• _Your task_
Report every line of the listing below that contains the word "window", copying each such line in full.

• _Data records_
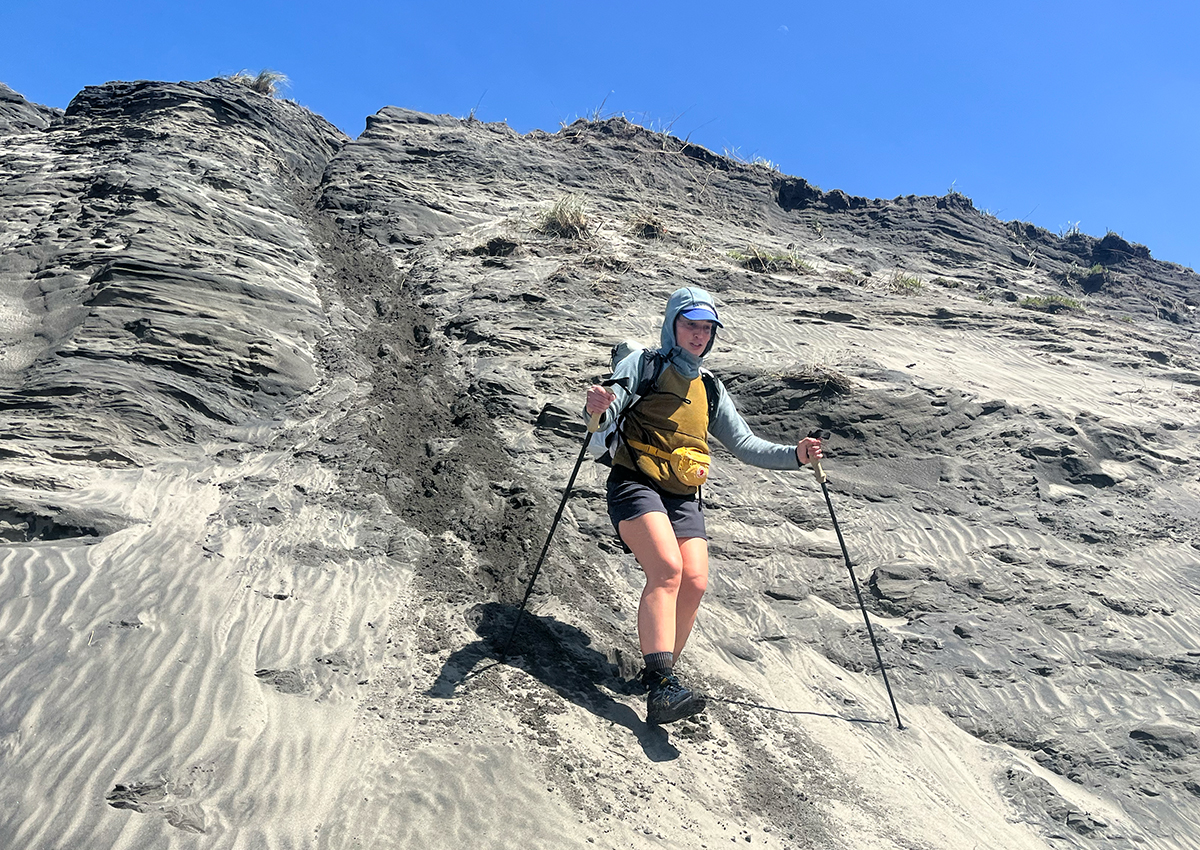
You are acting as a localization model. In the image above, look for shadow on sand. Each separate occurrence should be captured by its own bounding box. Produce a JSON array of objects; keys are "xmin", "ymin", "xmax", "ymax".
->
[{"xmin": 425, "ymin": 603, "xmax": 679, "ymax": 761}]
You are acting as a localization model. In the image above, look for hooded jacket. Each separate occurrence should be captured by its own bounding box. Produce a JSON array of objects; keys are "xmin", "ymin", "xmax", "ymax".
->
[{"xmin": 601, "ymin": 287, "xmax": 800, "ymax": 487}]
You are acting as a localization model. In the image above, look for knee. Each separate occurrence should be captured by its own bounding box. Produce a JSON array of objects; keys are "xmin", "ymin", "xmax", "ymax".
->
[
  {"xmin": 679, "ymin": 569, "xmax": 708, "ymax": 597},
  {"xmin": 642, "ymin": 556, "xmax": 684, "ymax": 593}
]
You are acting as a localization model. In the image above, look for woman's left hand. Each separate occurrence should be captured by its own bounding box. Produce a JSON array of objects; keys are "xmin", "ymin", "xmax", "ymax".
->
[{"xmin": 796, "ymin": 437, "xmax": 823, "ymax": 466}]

==

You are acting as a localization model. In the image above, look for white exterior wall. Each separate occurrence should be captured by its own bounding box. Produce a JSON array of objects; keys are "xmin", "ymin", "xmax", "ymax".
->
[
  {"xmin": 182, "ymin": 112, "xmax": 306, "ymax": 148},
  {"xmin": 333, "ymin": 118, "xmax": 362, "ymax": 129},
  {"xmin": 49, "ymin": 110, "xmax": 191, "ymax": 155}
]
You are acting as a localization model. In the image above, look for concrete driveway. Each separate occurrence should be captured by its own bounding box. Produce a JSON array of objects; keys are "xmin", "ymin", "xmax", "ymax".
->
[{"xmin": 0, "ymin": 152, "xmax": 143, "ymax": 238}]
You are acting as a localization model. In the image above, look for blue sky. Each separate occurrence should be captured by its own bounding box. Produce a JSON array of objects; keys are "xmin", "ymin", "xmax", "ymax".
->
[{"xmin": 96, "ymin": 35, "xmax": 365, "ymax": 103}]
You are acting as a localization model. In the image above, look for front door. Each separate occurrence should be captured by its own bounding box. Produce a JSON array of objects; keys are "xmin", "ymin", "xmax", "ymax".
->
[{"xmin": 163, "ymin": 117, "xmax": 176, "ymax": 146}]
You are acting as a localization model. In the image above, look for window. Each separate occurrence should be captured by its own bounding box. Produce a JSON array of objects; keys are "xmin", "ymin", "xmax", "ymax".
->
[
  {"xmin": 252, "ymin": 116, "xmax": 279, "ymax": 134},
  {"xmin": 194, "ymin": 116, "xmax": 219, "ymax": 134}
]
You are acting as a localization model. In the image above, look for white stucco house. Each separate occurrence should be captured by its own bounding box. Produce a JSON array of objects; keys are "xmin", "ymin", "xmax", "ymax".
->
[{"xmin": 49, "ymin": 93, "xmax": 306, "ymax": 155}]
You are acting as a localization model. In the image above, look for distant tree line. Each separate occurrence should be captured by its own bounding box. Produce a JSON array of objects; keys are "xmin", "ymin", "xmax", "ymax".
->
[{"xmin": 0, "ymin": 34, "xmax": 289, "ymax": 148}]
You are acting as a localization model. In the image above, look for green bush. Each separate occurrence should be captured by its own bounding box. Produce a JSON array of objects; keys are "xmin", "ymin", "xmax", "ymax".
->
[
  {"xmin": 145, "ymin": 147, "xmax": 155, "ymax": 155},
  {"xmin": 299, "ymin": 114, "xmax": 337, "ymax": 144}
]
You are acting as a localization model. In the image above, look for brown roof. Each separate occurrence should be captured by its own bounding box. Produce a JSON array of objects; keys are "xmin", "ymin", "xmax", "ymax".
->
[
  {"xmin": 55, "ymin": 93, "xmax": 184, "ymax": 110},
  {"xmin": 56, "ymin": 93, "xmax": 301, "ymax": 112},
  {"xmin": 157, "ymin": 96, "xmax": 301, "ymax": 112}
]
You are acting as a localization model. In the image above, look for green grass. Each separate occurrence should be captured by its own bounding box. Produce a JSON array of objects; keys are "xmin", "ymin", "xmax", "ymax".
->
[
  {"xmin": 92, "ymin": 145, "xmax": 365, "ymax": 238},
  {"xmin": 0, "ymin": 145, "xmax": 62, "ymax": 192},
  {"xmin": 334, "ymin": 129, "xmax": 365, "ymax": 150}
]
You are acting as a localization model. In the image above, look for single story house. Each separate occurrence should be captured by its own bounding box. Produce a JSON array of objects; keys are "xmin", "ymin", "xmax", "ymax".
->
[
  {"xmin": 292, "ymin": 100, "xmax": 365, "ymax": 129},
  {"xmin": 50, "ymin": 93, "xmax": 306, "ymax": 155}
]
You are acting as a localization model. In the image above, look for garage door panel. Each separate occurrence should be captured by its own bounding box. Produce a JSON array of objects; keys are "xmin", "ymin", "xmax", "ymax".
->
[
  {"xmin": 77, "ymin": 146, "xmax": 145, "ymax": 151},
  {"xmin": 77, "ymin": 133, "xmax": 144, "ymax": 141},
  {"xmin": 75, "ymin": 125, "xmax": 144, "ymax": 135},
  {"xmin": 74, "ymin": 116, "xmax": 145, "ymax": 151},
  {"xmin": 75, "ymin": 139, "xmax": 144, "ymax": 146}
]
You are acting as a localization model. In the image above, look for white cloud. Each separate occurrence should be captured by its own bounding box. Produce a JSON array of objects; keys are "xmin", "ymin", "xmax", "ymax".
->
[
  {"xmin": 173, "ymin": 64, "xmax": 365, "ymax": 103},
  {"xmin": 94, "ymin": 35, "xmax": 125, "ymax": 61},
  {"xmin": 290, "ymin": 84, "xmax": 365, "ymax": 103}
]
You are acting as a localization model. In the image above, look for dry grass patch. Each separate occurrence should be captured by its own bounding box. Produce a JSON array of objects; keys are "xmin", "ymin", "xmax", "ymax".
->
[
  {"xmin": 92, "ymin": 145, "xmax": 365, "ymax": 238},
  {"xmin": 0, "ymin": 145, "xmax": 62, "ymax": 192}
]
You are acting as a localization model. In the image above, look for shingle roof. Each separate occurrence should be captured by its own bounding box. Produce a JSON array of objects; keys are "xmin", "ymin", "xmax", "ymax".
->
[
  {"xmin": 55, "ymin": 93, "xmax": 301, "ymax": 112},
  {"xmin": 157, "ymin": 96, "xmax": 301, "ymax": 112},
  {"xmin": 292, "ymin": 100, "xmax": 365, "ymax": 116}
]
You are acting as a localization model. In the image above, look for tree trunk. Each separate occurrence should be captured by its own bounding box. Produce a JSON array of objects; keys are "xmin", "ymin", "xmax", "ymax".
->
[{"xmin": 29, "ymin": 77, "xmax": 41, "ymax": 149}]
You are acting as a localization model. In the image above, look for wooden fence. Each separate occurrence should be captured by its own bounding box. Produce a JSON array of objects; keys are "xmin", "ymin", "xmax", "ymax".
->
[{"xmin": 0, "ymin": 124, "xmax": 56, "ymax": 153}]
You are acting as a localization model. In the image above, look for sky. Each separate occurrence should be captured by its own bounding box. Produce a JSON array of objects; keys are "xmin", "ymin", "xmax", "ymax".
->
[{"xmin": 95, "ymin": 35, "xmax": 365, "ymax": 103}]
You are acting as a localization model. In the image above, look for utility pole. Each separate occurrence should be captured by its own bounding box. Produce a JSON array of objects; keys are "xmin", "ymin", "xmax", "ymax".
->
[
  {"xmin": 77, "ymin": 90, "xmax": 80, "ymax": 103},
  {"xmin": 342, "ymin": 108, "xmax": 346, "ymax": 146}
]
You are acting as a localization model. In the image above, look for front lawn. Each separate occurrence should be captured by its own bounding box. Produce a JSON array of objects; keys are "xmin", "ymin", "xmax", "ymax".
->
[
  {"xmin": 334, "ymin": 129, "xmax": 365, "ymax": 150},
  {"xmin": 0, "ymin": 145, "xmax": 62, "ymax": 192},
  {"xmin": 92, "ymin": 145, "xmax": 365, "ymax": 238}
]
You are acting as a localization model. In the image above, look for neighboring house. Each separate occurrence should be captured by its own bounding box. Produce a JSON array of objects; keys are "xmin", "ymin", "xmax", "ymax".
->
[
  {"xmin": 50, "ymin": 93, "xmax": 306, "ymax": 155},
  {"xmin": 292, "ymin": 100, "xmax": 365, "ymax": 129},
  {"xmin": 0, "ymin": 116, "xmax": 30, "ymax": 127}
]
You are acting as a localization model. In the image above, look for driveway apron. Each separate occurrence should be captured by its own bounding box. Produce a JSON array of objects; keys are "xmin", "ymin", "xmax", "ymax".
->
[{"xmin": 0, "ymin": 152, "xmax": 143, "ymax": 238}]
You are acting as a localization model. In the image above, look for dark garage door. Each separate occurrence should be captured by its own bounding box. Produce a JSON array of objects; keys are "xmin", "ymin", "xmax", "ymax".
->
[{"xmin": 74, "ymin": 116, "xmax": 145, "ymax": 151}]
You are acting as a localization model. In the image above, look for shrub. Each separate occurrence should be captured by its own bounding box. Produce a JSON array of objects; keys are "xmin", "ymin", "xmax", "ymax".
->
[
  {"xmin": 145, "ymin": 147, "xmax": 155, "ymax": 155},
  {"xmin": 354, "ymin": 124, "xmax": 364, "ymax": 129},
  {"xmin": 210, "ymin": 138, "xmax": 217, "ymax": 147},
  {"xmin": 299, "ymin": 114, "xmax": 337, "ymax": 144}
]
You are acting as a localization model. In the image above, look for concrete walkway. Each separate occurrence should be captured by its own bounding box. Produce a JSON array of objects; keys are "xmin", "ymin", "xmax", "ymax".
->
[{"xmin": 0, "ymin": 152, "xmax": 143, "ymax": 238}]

• _Final result_
You are acting as a localization model. In the image above, look for window. Each separate occurrence should be captured by its own bounding box. Produce a JSON array of objects; keys are "xmin", "ymin", "xmax", "ymax".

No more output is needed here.